→ CONSIGNES:
[a] D'après l'extrait fourni, en quelle année l'Association Internationale des Victimes de l'Inceste a-t-elle été créée ?
[b] Expliquez, en vous appuyant sur l'extrait fourni, pourquoi l'Association Internationale des Victimes de l'Inceste refuse toute subvention.
[c] Rédigez la suite du texte sur les attaques visant l'association de victimes de l'inceste, à partir de sa dernière phrase.

→ EXTRAIT FOURNI:
Une mise au point s’impose. Créée en 2000, l’Association Internationale des Victimes de l’Inceste refuse toute subvention pour préserver une indépendance absolue. Elle travaille depuis 2018 avec les gouvernements et députés de tout bord sur un sujet qui devrait dépasser les clivages politiques. Les associations de victimes sont dans leur rôle quand elles dénoncent un texte insuffisant voire un risque de régression dans la répression des violences sexuelles. Quoi de plus naturel, quoi de plus nécessaire au débat démocratique ? En revanche ces attaques sont indignes d’un élu ou d’un membre du gouvernement.
En 18 ans nous avons souvent été ignorés ou méprisés mais jamais attaqués de cette façon. Les survivants de l’inceste sont dans 84% des cas accusés d’être des « menteurs » par leur propre famille. Que des députés ou ministres nous accusent aujourd’hui de mentir, c’est scandaleux ! C’est répondre à des critiques sur un texte (un projet de loi) par des attaques ad hominem.

→ LISTE DES DONNÉES:
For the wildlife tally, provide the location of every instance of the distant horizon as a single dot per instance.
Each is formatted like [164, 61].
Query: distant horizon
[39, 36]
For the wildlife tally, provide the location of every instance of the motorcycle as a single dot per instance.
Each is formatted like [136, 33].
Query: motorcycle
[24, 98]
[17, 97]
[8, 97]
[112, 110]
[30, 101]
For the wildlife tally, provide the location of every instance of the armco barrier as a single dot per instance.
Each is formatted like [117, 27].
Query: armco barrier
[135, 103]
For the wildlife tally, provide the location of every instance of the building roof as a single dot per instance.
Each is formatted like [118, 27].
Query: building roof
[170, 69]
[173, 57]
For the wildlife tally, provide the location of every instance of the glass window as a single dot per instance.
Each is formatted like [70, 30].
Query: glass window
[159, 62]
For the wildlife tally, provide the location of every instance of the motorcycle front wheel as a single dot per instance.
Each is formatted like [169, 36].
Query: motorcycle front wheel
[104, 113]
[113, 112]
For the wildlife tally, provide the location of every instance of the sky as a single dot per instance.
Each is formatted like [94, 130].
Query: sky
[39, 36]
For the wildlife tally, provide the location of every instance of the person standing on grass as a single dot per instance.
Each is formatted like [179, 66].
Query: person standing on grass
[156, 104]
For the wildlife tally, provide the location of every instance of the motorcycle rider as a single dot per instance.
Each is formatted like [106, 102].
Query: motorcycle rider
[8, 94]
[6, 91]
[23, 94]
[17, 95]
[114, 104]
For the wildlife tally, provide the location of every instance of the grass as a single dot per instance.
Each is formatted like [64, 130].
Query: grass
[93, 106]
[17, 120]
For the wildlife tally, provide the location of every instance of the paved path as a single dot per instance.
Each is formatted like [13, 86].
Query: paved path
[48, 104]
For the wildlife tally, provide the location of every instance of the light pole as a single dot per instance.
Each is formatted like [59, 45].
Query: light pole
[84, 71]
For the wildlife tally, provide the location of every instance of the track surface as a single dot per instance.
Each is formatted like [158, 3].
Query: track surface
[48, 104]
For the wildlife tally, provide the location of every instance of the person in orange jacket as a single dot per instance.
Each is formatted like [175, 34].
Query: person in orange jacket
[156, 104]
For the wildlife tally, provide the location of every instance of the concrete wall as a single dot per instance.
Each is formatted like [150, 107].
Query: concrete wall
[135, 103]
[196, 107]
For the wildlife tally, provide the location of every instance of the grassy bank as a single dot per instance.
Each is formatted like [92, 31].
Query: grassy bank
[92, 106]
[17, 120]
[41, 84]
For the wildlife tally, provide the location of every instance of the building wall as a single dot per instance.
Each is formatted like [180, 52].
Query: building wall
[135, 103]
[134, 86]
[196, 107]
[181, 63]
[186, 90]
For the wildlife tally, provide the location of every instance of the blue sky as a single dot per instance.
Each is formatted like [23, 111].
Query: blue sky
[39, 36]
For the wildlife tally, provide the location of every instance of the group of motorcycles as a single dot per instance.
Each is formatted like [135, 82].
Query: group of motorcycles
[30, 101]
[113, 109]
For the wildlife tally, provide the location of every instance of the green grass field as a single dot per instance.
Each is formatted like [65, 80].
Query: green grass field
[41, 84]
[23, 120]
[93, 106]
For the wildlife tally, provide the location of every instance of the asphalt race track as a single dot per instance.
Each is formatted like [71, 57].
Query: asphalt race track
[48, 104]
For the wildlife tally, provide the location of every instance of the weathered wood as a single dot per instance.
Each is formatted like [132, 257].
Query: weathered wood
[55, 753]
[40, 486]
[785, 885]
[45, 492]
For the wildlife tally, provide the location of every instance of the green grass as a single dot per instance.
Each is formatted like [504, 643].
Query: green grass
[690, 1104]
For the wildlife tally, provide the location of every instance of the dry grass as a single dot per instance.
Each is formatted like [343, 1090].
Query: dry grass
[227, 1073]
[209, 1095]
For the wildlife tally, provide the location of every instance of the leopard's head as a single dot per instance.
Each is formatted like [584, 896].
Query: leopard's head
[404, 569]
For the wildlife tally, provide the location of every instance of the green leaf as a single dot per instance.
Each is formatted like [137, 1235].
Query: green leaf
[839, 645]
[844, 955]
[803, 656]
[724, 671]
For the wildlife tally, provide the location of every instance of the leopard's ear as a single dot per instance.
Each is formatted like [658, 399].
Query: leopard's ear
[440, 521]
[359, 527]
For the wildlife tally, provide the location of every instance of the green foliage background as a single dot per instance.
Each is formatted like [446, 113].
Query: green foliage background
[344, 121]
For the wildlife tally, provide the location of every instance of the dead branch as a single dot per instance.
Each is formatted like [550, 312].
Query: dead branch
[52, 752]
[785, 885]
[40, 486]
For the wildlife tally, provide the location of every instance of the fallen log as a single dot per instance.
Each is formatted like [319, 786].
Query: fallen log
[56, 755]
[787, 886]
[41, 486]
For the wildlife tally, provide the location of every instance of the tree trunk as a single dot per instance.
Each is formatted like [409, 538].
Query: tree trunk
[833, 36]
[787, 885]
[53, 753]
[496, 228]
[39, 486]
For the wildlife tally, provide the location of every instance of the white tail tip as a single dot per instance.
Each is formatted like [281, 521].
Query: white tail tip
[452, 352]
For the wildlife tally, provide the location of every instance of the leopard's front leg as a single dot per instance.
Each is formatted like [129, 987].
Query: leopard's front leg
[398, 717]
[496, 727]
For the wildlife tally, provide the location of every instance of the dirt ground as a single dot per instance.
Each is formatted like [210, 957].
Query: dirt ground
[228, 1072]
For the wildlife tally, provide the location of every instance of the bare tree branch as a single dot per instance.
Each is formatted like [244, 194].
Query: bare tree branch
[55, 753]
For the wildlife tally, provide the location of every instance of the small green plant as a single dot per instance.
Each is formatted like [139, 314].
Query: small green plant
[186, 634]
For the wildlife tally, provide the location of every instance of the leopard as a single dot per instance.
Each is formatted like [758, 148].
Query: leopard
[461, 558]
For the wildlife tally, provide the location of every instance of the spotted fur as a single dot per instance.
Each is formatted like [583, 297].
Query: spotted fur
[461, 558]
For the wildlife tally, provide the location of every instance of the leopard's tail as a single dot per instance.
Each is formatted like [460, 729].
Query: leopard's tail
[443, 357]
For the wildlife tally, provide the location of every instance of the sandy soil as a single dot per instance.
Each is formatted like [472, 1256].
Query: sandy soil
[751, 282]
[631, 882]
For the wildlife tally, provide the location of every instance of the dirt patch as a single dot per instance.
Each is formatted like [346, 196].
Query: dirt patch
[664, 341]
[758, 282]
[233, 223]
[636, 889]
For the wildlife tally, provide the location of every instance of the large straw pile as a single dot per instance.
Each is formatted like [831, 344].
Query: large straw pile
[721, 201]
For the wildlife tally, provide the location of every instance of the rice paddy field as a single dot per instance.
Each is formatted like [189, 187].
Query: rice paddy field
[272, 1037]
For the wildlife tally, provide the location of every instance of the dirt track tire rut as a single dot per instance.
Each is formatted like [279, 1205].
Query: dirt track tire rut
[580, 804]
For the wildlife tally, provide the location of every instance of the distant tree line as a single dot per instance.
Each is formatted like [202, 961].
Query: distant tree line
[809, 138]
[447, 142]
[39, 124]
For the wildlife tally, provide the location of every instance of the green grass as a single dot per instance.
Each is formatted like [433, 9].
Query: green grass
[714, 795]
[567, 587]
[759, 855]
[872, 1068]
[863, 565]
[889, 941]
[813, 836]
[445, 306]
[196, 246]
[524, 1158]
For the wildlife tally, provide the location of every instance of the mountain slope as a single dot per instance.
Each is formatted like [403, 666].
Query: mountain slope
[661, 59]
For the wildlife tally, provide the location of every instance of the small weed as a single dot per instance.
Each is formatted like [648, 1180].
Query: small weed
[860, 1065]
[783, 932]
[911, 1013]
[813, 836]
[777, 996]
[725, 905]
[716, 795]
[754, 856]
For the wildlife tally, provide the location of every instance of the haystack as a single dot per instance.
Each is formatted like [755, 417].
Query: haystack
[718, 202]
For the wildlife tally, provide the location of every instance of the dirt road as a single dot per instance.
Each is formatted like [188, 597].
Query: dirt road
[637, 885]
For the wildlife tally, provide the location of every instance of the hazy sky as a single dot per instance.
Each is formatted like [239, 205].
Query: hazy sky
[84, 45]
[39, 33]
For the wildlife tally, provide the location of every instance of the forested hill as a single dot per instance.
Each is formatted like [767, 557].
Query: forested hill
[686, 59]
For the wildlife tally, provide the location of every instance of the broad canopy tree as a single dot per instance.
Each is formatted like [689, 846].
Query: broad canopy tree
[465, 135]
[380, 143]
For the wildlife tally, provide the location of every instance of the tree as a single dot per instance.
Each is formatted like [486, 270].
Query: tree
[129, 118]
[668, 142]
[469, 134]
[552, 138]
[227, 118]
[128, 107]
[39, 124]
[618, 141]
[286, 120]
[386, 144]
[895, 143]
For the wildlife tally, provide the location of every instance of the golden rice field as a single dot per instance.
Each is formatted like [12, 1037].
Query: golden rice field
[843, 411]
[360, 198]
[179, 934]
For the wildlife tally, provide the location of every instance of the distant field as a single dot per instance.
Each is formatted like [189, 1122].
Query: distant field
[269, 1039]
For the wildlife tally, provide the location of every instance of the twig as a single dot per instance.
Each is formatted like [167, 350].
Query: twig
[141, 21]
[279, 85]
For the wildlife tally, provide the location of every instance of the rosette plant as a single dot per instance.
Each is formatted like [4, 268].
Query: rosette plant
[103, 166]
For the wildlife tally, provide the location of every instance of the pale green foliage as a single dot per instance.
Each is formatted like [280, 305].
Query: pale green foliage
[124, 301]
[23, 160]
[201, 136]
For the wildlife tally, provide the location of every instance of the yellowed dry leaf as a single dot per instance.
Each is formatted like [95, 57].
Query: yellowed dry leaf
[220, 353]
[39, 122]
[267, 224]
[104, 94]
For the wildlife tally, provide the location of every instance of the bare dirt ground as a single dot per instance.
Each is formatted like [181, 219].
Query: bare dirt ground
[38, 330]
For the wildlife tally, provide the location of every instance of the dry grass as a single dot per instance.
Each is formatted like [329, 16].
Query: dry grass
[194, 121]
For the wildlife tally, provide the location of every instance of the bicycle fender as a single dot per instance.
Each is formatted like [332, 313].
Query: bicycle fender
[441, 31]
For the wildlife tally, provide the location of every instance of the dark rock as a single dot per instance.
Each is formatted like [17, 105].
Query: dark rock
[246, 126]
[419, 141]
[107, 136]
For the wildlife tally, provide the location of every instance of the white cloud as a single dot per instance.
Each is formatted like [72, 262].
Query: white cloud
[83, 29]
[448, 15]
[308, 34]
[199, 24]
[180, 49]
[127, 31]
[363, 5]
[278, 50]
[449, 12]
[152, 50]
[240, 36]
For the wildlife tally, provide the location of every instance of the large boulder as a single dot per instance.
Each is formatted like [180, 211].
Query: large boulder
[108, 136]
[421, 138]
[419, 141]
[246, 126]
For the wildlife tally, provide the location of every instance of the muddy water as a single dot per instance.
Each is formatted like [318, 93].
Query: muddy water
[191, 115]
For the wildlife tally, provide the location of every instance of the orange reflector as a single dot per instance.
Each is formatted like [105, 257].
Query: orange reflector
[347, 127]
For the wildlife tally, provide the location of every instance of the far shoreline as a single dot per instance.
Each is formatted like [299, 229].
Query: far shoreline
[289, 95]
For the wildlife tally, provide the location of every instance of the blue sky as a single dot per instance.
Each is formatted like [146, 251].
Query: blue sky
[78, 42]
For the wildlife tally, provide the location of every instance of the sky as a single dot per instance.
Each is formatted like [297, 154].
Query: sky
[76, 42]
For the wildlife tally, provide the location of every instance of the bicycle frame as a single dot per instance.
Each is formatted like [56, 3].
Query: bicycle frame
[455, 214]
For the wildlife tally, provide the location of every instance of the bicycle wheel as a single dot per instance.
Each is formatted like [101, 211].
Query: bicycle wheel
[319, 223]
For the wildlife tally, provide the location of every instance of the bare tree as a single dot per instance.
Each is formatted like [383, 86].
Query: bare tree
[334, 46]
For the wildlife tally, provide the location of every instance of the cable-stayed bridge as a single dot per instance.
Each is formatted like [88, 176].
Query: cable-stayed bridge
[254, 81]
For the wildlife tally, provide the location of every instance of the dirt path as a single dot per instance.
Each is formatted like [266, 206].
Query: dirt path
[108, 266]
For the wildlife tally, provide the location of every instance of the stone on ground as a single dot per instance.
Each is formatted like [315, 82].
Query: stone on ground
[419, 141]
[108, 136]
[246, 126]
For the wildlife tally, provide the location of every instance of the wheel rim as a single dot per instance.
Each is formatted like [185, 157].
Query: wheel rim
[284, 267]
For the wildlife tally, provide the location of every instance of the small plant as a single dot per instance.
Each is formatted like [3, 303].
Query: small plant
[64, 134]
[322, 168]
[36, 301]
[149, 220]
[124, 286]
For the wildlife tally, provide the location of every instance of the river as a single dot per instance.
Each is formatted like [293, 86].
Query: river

→ RÉPONSES PROPOSÉES:
[a] Elle a été créée en 2000.

[b] L'association refuse toute subvention afin de préserver une indépendance absolue.

[c]
Aucun consentement à l'inceste
Ce que nous demandons est simple : aucun enfant, de 0 à 18 ans, ne doit être considéré par la justice comme « consentant » à l’inceste.
L’inceste est toujours commis par tromperie, manipulation, abus de confiance ou d’autorité. Il n’existe pas d’inceste heureux et consenti. Lorsqu’un homme de 45 ans oblige sa belle-fille à lui faire une fellation dans la cuisine, qu’elle ait 8 ans, 12 ans, 15 ans ou 17 ans, il commet un crime et doit être jugé pour ce crime, sans que personne ne demande à la victime : « tu étais d’accord ou pas ? » Nous citons cet exemple car le 22 novembre 2017 le Parisien a fait état d’une affaire de ce type à Juvisy-sur-Orge. La victime avait 12 ans. Elle a été jugée « consentante » par la justice qui a donc transformé le crime de viol incestueux en délit d’atteinte sexuelle sur mineure. Verdict : 2 ans avec sursis. C’est insupportable ! Les Français ne veulent plus de cette justice-là.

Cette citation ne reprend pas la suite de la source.